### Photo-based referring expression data
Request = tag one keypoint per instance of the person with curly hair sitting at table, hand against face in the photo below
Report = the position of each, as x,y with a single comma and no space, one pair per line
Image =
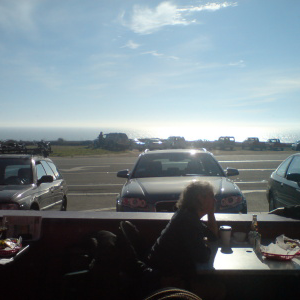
183,243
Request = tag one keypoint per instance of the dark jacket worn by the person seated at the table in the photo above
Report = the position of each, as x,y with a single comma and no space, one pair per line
181,245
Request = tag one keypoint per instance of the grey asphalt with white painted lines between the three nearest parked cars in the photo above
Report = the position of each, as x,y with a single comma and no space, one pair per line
93,185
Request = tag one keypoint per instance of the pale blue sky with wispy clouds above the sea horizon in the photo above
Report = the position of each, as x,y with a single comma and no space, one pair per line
189,65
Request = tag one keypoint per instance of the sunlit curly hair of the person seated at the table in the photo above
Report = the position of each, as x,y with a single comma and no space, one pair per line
189,197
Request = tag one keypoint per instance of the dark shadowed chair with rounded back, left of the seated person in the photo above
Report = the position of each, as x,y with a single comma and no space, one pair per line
92,268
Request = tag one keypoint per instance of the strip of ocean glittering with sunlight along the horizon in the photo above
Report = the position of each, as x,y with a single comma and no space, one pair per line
190,134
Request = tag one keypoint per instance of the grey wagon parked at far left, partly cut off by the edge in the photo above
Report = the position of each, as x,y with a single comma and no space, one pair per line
30,181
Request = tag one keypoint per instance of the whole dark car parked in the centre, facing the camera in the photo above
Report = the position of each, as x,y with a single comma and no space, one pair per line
159,177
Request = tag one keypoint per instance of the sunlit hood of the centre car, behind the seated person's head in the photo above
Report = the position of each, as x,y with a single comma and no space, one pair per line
169,188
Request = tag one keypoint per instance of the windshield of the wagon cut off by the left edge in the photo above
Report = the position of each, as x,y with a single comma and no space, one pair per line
15,171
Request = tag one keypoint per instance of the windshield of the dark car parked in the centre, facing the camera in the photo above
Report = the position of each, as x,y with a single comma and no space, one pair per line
176,164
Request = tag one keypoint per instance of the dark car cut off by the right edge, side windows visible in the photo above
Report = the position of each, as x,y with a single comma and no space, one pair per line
284,184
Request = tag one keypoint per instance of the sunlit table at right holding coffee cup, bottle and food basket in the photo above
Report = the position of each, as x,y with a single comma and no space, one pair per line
247,275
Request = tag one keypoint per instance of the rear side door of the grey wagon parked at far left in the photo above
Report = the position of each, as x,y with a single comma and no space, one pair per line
56,187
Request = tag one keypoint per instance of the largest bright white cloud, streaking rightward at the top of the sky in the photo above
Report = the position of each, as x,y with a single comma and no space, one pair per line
145,20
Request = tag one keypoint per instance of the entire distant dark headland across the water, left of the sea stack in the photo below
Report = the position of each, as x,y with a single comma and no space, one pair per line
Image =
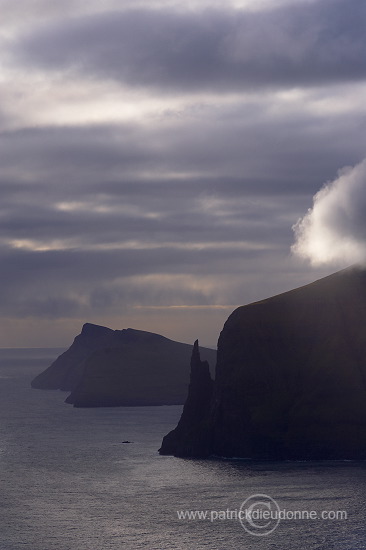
105,367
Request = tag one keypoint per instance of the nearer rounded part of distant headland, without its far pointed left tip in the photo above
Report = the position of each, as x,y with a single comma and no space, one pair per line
141,369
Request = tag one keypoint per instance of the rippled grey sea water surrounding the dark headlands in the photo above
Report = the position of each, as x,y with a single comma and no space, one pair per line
69,482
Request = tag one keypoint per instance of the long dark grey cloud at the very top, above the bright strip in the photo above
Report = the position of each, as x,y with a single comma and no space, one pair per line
304,44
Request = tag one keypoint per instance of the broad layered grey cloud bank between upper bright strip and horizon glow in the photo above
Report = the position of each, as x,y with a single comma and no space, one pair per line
257,177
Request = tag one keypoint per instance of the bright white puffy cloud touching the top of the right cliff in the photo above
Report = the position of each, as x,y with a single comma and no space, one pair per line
334,229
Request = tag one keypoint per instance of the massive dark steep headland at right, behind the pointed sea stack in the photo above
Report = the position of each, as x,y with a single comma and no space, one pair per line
291,376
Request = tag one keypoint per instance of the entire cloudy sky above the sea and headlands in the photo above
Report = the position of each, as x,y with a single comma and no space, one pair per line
162,163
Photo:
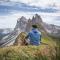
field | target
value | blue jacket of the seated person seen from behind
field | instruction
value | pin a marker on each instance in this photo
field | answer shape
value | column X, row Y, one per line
column 35, row 37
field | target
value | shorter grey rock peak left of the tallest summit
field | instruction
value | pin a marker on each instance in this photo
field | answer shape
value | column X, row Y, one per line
column 21, row 24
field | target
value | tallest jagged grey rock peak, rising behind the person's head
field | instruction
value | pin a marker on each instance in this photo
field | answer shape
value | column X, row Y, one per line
column 35, row 20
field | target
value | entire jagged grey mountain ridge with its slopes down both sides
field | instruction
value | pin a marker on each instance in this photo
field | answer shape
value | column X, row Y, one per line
column 25, row 25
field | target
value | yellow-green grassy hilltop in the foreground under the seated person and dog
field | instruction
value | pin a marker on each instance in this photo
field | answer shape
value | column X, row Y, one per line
column 42, row 52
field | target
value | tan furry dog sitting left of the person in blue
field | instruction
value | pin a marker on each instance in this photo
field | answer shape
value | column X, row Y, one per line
column 20, row 40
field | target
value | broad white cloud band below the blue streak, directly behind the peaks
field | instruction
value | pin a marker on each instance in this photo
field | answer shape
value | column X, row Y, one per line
column 9, row 21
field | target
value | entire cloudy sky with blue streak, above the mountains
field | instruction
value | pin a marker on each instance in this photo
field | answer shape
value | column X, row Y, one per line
column 49, row 10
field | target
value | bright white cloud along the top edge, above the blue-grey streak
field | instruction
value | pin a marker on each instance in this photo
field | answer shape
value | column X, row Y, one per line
column 39, row 2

### Assignment
Without the pictures, restate each entry exactly.

### Exercise result
Request = tag one keypoint per instance of the person with curly hair sitting at table, hand against face in the photo below
Report = the position of each, as x,y with a single comma and no space, one pair per line
Image =
183,243
Request = tag one keypoint per instance of the dark jacket worn by the person seated at the table in the photo above
Report = the position of each, as x,y with a single comma and no space, one pair per line
181,245
Request = tag one keypoint per instance of the grey asphalt with white painted lines between the three nearest parked cars in the photo above
Report = the position of each, as x,y with a single comma and no space, one pair per line
93,185
Request = tag one keypoint per instance of the pale blue sky with wispy clouds above the sea horizon in the photo above
Report = the position of each, as x,y with a single comma and no space, one pair per line
189,65
Request = tag one keypoint per instance of the sunlit curly hair of the person seated at the table in the photo above
Report = the position of each, as x,y with a single comma and no space, one pair per line
189,197
Request = tag one keypoint per instance of the dark shadowed chair with rounded back, left of the seated person in the photo above
Report = the position of each, as x,y with a single comma and no space, one pair per line
92,268
Request = tag one keypoint per instance of the strip of ocean glittering with sunlight along the horizon in the photo above
Report = the position of each, as x,y with a single comma and no space, one pair per line
190,134
Request = tag one keypoint per instance of the grey wagon parked at far left, partly cut off by the edge in the photo above
Report = the position of each, as x,y with a single comma and no space, one pair per line
30,181
Request = tag one keypoint per instance of the whole dark car parked in the centre, facing the camera in the photo above
Report = the position of each, as x,y with a single comma and no space, one pair per line
159,177
Request = tag one keypoint per instance of the sunlit hood of the centre car, behind the seated person's head in the photo above
Report = the position of each, as x,y with a single comma and no space, one pair per line
169,188
Request = tag one keypoint per instance of the windshield of the wagon cut off by the left edge in the photo above
Report = the position of each, as x,y with a single comma and no space, one pair per line
15,171
Request = tag one keypoint per instance of the windshield of the dark car parked in the centre, facing the camera in the photo above
Report = the position of each, as x,y with a single comma and no space, one pair per line
176,164
Request = tag one keypoint per instance of the dark car cut off by the right edge, side windows visible in the photo above
Report = the position of each, as x,y with a single comma and no space, one pair per line
284,184
Request = tag one keypoint per instance of the sunlit table at right holding coffee cup, bottle and food basket in the photo above
Report = the position of each, as x,y with a single comma and no space, one pair per line
247,275
Request = tag one keypoint per instance of the rear side door of the grey wagon parked at far left in the photo above
Report = the position of each, as x,y with a single comma and no space, one pair per line
56,187
Request = tag one keypoint per instance of the largest bright white cloud, streaking rightward at the top of the sky in the photo above
Report = the position of each, as x,y with a single comma and no space, one pair per line
145,20
Request = tag one keypoint per instance of the entire distant dark headland across the water, left of the sea stack in the photo below
Report = the position of each, as x,y with a single comma and no space, one pair per line
Image =
105,367
Request = tag one keypoint per instance of the nearer rounded part of distant headland, without its far pointed left tip in the photo above
Report = the position of each, as x,y with a single comma and no space, one pair per line
141,369
Request = tag one keypoint per instance of the rippled grey sea water surrounding the dark headlands in the photo above
Report = the position of each, as x,y with a single comma and no space, one pair per line
69,482
Request = tag one keypoint per instance of the long dark grey cloud at the very top, above the bright strip in the photo above
Report = the position of each, as x,y with a single comma and no space, one pair per line
304,44
Request = tag one keypoint per instance of the broad layered grey cloud bank between upper bright strip and horizon glow in the photo above
Report = the position of each, as x,y with a single comma and no space, one pair per line
257,177
Request = tag one keypoint per instance of the bright white puffy cloud touching the top of the right cliff in the photo above
Report = the position of each, as x,y with a single comma and no space, one pair per line
334,229
Request = tag one keypoint per instance of the massive dark steep headland at right, behind the pointed sea stack in the photo above
Report = the position of each, as x,y with a single comma and no space, one pair per line
291,376
Request = tag one keypoint per instance of the entire cloudy sky above the sea and headlands in the photo above
Report = the position of each, as x,y with a single comma and no space, one pair per line
162,163
Photo:
field | target
value | blue jacket of the seated person seen from behind
field | instruction
value | pin a marker on each instance in this photo
field | answer shape
value | column X, row Y, one per line
column 35, row 37
field | target
value | shorter grey rock peak left of the tallest summit
field | instruction
value | pin a marker on each instance in this photo
field | answer shape
value | column X, row Y, one per line
column 21, row 24
field | target
value | tallest jagged grey rock peak, rising behind the person's head
field | instruction
value | pin a marker on each instance in this photo
field | answer shape
value | column X, row Y, one per line
column 35, row 20
field | target
value | entire jagged grey mountain ridge with its slopes down both sides
field | instruction
value | pin a marker on each instance in this photo
field | answer shape
value | column X, row Y, one per line
column 25, row 25
field | target
value | yellow-green grassy hilltop in the foreground under the seated person and dog
field | instruction
value | pin a marker on each instance in this photo
field | answer shape
value | column X, row Y, one per line
column 42, row 52
field | target
value | tan furry dog sitting left of the person in blue
field | instruction
value | pin a marker on each instance in this photo
field | answer shape
value | column X, row Y, one per line
column 20, row 40
field | target
value | broad white cloud band below the blue streak, directly behind the peaks
field | instruction
value | pin a marker on each instance in this photo
field | answer shape
value | column X, row Y, one per line
column 9, row 21
field | target
value | entire cloudy sky with blue streak, above the mountains
field | instruction
value | pin a marker on each instance in this photo
field | answer shape
value | column X, row Y, one per line
column 49, row 10
field | target
value | bright white cloud along the top edge, above the blue-grey streak
field | instruction
value | pin a marker on each instance in this photo
field | answer shape
value | column X, row Y, one per line
column 39, row 2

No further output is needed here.